Activity :: Once the line containing "Scan for chin." is found in the entries below, restate it and each following line word for word, stopping after the line containing "Scan for hair.".

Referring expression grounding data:
----------------

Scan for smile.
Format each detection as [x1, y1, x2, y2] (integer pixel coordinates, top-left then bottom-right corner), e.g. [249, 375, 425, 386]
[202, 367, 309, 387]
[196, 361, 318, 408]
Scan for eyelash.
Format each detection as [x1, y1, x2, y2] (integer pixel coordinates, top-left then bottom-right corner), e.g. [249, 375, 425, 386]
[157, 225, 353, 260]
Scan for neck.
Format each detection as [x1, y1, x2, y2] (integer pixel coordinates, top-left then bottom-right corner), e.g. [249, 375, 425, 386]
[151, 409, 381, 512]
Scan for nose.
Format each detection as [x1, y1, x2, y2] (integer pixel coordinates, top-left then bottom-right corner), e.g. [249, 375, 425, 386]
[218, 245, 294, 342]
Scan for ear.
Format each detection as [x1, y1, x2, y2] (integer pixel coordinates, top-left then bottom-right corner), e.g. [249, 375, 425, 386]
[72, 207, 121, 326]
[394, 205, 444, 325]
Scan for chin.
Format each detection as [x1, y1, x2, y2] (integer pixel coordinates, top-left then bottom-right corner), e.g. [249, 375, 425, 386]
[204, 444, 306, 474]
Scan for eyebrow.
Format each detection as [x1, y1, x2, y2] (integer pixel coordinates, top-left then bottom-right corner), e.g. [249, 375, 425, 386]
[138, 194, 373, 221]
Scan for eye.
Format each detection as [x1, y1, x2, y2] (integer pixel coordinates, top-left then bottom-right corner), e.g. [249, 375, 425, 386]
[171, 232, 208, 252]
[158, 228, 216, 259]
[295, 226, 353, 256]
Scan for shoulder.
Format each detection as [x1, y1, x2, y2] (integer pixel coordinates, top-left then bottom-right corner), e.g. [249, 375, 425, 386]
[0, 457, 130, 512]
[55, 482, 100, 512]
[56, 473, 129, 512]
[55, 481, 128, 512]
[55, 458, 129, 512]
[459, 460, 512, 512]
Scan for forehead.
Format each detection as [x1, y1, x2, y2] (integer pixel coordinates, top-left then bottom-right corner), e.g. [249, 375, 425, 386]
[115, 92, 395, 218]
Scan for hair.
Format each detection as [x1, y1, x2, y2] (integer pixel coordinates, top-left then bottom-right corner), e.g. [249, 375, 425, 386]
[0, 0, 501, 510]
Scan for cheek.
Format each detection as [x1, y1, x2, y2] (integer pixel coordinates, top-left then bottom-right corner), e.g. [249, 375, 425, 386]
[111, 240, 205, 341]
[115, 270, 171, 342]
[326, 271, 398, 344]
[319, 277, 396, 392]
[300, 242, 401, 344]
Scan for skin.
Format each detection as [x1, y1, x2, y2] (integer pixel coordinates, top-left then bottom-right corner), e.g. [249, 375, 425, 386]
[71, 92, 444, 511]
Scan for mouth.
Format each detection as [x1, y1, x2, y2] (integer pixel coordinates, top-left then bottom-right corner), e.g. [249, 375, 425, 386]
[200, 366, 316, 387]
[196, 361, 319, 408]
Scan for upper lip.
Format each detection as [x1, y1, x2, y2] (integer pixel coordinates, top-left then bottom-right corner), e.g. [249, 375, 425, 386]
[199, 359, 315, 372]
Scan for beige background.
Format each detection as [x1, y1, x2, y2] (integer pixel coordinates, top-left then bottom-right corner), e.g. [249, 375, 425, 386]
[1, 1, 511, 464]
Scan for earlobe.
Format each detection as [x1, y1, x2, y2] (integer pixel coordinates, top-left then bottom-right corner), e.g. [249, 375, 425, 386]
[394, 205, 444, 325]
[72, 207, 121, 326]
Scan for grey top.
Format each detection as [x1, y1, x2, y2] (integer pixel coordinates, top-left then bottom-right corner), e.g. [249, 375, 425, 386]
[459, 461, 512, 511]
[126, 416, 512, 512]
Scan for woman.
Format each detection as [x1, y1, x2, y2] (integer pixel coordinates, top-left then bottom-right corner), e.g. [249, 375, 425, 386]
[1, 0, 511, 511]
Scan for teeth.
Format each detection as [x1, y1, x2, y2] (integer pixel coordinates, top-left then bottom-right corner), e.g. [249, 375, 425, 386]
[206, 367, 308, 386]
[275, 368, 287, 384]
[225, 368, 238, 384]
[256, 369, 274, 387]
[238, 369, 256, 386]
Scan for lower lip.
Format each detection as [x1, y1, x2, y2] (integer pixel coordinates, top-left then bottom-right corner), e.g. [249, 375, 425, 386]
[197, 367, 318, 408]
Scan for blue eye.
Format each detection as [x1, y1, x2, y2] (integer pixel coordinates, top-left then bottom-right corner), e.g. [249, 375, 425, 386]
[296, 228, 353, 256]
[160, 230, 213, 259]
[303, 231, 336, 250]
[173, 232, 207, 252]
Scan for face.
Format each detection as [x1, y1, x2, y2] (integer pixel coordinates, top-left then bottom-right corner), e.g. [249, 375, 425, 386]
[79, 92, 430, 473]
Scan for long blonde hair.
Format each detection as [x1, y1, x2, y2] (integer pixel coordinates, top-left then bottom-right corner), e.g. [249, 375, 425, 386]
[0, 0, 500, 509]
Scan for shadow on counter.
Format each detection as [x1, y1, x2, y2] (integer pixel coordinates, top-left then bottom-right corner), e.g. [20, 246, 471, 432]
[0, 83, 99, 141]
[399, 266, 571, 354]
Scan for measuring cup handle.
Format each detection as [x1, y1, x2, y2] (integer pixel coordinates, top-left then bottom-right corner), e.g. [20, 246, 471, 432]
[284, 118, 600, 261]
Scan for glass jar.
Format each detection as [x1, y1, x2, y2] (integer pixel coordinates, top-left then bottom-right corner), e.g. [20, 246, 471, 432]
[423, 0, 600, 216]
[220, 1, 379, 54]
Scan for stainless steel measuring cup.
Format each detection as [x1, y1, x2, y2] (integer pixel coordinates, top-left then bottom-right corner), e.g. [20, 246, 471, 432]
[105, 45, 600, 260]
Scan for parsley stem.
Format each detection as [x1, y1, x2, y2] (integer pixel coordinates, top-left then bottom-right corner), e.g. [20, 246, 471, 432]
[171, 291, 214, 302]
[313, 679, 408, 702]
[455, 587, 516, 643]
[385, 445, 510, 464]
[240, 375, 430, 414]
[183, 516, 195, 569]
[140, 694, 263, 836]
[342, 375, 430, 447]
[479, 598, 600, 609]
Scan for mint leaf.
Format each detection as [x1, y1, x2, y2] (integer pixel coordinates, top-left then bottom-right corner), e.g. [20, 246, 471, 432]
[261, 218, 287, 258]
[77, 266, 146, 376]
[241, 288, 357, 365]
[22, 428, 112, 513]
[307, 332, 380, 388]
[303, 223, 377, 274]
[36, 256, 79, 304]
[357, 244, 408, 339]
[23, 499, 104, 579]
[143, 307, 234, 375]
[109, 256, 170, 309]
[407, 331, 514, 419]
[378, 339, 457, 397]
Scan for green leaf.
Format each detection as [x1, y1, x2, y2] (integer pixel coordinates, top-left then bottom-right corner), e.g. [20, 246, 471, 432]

----------------

Solved exercise ::
Scan for chin.
Format each detection as [x1, y1, x2, y2] (integer pixel coordinates, top-left then bottom-right corner), e.g. [249, 375, 425, 386]
[204, 444, 306, 474]
Scan for eyebrow.
Format each detection as [x1, y1, x2, y2] (integer pixel coordinates, top-left then bottom-right corner), e.g. [249, 375, 425, 386]
[138, 194, 373, 221]
Scan for eye.
Format each detection as [x1, y1, x2, y2] (integer pixel coordinates, top-left then bottom-right corner), e.g. [249, 375, 425, 386]
[171, 232, 208, 252]
[158, 228, 216, 259]
[295, 226, 353, 256]
Scan for shoulder.
Format each detection as [x1, y1, x2, y2] (integer pixel coordinates, top-left then bottom-right corner), e.g. [249, 375, 425, 386]
[0, 457, 130, 512]
[55, 482, 100, 512]
[56, 473, 129, 512]
[55, 481, 128, 512]
[55, 458, 129, 512]
[459, 460, 512, 512]
Scan for forehead.
Format each detection as [x1, y1, x2, y2] (integer pixel coordinates, top-left then bottom-right corner), e.g. [249, 375, 425, 386]
[115, 92, 395, 218]
Scan for hair.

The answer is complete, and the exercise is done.